** Begin Extract provided **
4 Experiments and Results

The primary evaluation measure in the CLEF 2018 task was the mean average precision (MAP), where average precision is defined in terms of the number of check-worthy sentences \(n_{chk}\), the total number of sentences n, the precision Prec(k) at cut-off k in the ranked list of sentences, and the indicator function \(\delta (k)\) equaling 1 if the sentence at rank k is check-worthy, and 0 otherwise:

$$\begin{aligned} AP = \frac{1}{n_{chk}} \sum _{k=1}^n \text {Prec}(k) \cdot \delta (k). \end{aligned}$$
Table 1. Primary submission results of the top three teams, based on mean average precision (MAP). The mean reciprocal rank (MRR), mean R-precision, and mean precision at rank k (MP@k) evaluation measures are also shown.

As part of the CLEF 2018 Check-Worthiness task, we submitted the MLP model without the strict heuristics as our primary run. The results of the top three teams and their primary runs are shown in Table 1, where our model [40] achieved the best performance with respect to multiple evaluation criteria. In particular, our approach performed the best in terms of the primary evaluation measure MAP, with a score of 0.1332. Our primary submission also had the best performance with regard to placing the most check-worthy statements at the very top of the ranked list, as shown by the mean precision at lower ranks, MP@1 and MP@3. We submitted two contrastive runs as well, one with the strict heuristics and another with the ensemble model where the MLP component was without the strict heuristics. Additionally, we also tested the MLP model with no heuristics at all. For all these models, we used the hand-crafted linguistic features described in Sect. 3.2 and the Google News word embeddings. Our experiments with BERT embeddings were driven to test whether or not they already capture contextual information better than the hand-crafted features. To explore this, we used both MLP and SVM with and without (a) the handcrafted linguistic features, and (b) the feature selection steps.
** End Extract provided **
**Task set**
[a] In the experiments and results section on the CLEF 2018 check-worthiness task, what MAP score did the team's primary submission get?
[b] In one to three sentences, explain why the team ran experiments with BERT embeddings, according to the experiments and results section on the CLEF 2018 check-worthiness task.
[c] Continue the experiments and results section on the CLEF 2018 check-worthiness task, starting after its last sentence.
** Begin Raw records **
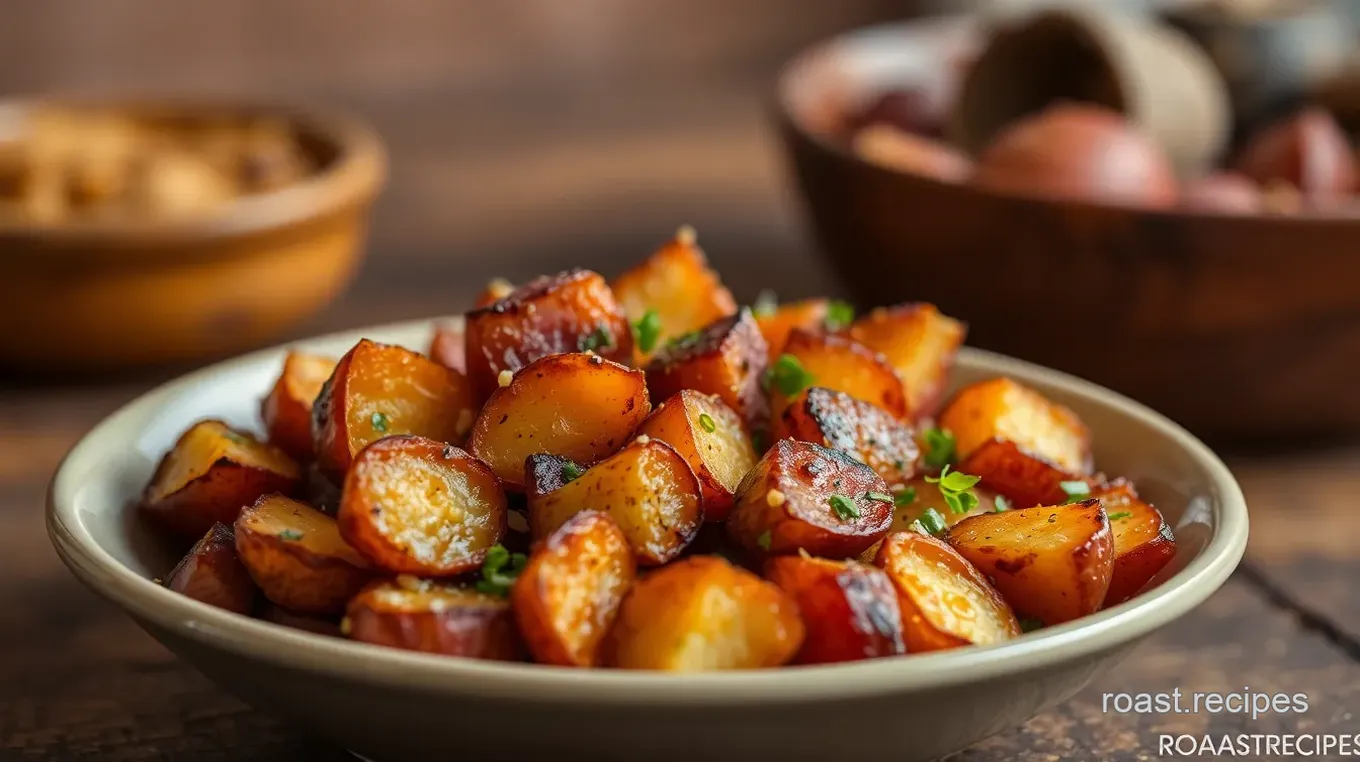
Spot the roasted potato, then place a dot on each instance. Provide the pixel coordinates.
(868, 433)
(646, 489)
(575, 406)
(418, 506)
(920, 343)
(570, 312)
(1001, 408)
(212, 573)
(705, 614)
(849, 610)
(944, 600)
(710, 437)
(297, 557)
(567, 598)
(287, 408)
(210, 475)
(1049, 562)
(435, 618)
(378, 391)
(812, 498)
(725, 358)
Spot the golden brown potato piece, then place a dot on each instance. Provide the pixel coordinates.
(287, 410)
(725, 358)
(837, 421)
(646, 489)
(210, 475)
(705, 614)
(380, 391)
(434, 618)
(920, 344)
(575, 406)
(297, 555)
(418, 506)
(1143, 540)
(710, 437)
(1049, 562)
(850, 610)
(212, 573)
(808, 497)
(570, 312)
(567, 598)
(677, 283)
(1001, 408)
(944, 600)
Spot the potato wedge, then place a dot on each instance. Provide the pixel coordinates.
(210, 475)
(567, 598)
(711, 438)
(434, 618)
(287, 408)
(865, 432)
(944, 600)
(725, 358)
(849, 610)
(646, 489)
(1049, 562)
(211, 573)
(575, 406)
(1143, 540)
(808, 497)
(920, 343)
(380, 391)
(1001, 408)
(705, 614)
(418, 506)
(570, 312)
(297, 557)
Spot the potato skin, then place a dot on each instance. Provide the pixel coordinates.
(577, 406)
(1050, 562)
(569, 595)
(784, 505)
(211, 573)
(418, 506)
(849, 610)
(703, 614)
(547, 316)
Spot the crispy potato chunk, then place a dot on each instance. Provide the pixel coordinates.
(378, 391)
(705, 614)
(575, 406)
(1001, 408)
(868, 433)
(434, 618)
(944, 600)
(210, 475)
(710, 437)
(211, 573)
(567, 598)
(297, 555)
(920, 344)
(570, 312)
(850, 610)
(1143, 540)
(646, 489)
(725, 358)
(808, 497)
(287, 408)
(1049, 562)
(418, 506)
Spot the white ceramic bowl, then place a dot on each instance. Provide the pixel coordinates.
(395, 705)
** End Raw records **
**Answers to the problems**
[a] 0.1332

[b] The team ran the BERT experiments to test whether BERT embeddings already capture contextual information better than the hand-crafted linguistic features. To find out, they ran both MLP and SVM with and without the hand-crafted features and the feature selection steps.

[c]
The performance of these models on the test set are shown in Table 2. For the sake of brevity, we have omitted a few other combinations of feature selection and heuristics. One of our contrastive runs, MLP\(_{\lnot \text {str}}\), performed even better on the test set than the primary submission. The overall best performance is achieved by SVM with BERT embeddings where feature selection (from the sentence embedding vectors) is done using L1 regularization, but no hand-crafted features are used. For this model, we also report our results on the speeches and debates separately in Table 3.

Table 2. Model performance on the test set. With Google News word embeddings: MLP\(^\star \), MLP\(_{\lnot \text {str}}\), and MLP\(_{\text {none}}\) (strict, non-strict, and no heuristics); ENS (ensemble model). MLP\(^\star \) was our primary submission, and MLP\(_{\lnot \text {str}}\) and ENS were the two contrastive submissions in the CLEF 2018 Lab task. With BERT embeddings: the subscript \({\pm \mathcal {L}}\) denotes whether or not the handcrafted linguistic features are used, and the superscript \({(\dagger )}\) denotes that feature selection was not performed.

5 Error Analysis and Conjectures

Identifying and prioritizing check-worthy sentences is clearly a difficult task, with even the best model suffering from a rather large number of incorrect classifications. In this section, we analyze the models explored, and present our conjectures regarding why they may be failing to handle many sentences.

First, we observe that tense plays a logically consistent role in check-worthiness – future actions cannot be verified, of course. POS tagging, however, often confuses the future tense with political promises made using the present continuous (e.g., “We’re cutting taxes.”). We also observe that anecdotes are often wrongly prioritized as check-worthy. These sentences are usually complex, with a lot of content, which makes it easy for the model to conflate them with other complex sentences about check-worthy real events. The dataset contains a few duplicate sentences as well as very similar sentences with different labels, which could be amplifying errors or discarding potentially useful features.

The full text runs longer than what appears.